Your goal
Copy out the material below in full, putting "occurrence" in place of every "instance" and leaving all else as it stands.

====================

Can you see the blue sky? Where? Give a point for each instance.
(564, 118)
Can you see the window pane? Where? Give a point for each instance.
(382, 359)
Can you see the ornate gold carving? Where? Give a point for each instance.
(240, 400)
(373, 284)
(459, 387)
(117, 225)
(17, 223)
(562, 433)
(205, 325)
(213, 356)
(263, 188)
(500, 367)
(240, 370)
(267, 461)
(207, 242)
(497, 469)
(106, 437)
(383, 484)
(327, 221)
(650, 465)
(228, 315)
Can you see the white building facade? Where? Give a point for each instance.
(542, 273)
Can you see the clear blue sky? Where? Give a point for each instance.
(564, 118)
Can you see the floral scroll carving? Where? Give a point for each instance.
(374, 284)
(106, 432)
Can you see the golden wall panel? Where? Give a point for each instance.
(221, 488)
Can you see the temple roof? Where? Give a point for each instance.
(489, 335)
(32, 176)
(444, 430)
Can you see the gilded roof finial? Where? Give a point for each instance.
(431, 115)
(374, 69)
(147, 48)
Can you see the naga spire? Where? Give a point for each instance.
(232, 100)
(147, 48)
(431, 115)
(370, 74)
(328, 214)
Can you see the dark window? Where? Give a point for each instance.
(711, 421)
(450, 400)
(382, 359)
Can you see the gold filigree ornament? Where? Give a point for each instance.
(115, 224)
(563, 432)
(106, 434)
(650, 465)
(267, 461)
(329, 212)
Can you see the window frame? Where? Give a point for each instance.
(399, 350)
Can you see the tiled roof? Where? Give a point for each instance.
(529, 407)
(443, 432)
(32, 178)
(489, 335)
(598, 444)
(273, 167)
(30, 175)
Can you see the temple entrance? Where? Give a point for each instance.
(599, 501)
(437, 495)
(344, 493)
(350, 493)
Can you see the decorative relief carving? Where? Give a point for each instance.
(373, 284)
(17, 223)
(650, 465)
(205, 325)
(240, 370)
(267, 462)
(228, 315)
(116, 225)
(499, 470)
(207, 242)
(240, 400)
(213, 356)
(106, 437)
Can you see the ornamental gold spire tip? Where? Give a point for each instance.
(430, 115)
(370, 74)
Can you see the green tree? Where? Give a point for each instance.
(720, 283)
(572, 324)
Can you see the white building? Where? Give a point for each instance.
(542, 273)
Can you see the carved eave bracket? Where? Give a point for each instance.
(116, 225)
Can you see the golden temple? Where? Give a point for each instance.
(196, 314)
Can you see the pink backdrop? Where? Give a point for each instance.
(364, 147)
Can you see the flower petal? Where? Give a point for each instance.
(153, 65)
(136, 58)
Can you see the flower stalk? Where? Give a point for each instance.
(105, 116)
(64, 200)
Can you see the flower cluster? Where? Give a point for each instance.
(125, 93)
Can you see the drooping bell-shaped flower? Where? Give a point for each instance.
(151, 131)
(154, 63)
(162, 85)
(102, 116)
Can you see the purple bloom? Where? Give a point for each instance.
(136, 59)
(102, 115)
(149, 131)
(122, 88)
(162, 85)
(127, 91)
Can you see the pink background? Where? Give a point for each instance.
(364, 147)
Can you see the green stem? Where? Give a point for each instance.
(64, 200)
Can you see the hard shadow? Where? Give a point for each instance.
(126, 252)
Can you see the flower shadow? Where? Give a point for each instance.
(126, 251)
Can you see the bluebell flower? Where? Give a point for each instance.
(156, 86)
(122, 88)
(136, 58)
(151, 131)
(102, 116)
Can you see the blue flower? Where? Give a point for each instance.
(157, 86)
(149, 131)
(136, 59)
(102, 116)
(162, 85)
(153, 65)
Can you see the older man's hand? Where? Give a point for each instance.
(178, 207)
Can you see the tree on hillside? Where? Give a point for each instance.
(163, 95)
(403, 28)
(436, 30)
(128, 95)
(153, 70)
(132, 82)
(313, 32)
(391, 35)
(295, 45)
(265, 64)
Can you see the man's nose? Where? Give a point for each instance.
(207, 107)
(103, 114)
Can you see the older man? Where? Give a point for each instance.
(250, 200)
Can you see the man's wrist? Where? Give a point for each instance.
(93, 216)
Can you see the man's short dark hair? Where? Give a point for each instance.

====================

Task result
Can you see the blue sky? Where? Give a point for each occurrence.
(564, 118)
Can you see the window pane? Where? Give a point for each occurrence.
(382, 359)
Can you see the ornate gold carving? Where? Give a point for each occurrence.
(240, 400)
(373, 284)
(459, 387)
(117, 225)
(17, 223)
(562, 433)
(205, 325)
(213, 356)
(263, 188)
(500, 367)
(240, 370)
(267, 461)
(207, 242)
(497, 469)
(106, 437)
(383, 484)
(327, 221)
(650, 465)
(228, 315)
Can you see the white building facade? Where? Give a point for each occurrence.
(542, 273)
Can you see the clear blue sky? Where? Give a point for each occurrence.
(564, 118)
Can you see the floral scroll carving? Where? Give a point for each occurrence.
(374, 284)
(106, 432)
Can you see the golden wall panel? Where? Give a point for each occurrence.
(221, 488)
Can you see the temple roof? Where? Give a point for each occurrence.
(489, 335)
(32, 176)
(444, 430)
Can you see the gilded roof finial? Where? Give a point for each occurrence.
(431, 115)
(374, 69)
(147, 48)
Can you see the naga spire? Where? Give a point for each occurrence.
(232, 100)
(147, 48)
(431, 115)
(370, 74)
(328, 214)
Can you see the dark window? Where? Give a point for each occurrence.
(711, 421)
(450, 400)
(382, 359)
Can you see the gold filigree ornament? Where? Give a point for each occurrence.
(115, 224)
(563, 432)
(106, 434)
(650, 465)
(267, 461)
(329, 212)
Can you see the window frame? Where? Give a point for each occurrence.
(399, 350)
Can you see the tiled roof? Where? Give a point for each occurrence.
(529, 407)
(443, 432)
(32, 178)
(489, 335)
(598, 444)
(273, 167)
(30, 175)
Can you see the temple entrance? Where? Give a point for each occurrence.
(599, 501)
(437, 495)
(344, 493)
(350, 493)
Can you see the decorative relief carving? Where? Give a point for each occurrence.
(373, 284)
(17, 223)
(650, 465)
(205, 325)
(240, 370)
(267, 462)
(228, 315)
(116, 225)
(499, 470)
(207, 242)
(240, 400)
(213, 356)
(106, 437)
Can you see the ornamental gold spire tip? Where? Give a point for each occurrence.
(430, 115)
(370, 74)
Can you see the green tree? Where? Give a point for each occurrence.
(720, 283)
(572, 324)
Can you see the white building? Where? Give a point for each occurrence.
(542, 273)
Can you see the carved eave bracket? Where? Give a point for each occurrence.
(116, 225)
Can you see the golden temple? Where? Give a point for each occurrence.
(196, 314)
Can you see the pink backdrop? Where? Give a point for each occurrence.
(364, 147)
Can you see the flower petal? Where? Give a point for each occurrence.
(153, 65)
(136, 58)
Can you see the flower stalk? Where? Give a point for each occurrence.
(105, 116)
(64, 200)
Can you see the flower cluster? Where? Give a point for each occurrence.
(125, 93)
Can you see the drooping bell-shaped flower? Where? Give a point for each occurrence.
(151, 131)
(154, 63)
(162, 85)
(102, 116)
Can you see the purple bloom? Where? Give a point for each occurrence.
(136, 59)
(102, 115)
(149, 131)
(122, 88)
(162, 85)
(127, 91)
Can you see the pink background? Where? Give a point for each occurrence.
(364, 147)
Can you see the green stem? Where? Give a point for each occurrence.
(64, 200)
Can you see the hard shadow? Where? Give a point for each occurrence.
(126, 252)
Can you see the flower shadow? Where? Give a point for each occurrence.
(126, 251)
Can you see the bluebell flower? Where? Give a point for each occurrence.
(156, 86)
(122, 88)
(136, 58)
(151, 131)
(102, 116)
Can you see the blue flower? Where? Give a point for each occurrence.
(157, 86)
(149, 131)
(136, 59)
(102, 116)
(162, 85)
(153, 65)
Can you see the older man's hand? Where? Give a point for each occurrence.
(178, 207)
Can you see the tree on hillside? Where? Give a point for each occurrence.
(163, 95)
(403, 28)
(436, 30)
(128, 95)
(153, 70)
(132, 82)
(313, 32)
(391, 35)
(295, 45)
(265, 64)
Can you see the man's nose? Where? Give a point for each occurrence.
(207, 107)
(103, 114)
Can you see the older man? Where? Give a point for each occurrence.
(250, 200)
Can you see the man's wrist? Where? Give a point for each occurrence.
(93, 216)
Can you see the man's short dark hair? Where? Give a point for each occurrence.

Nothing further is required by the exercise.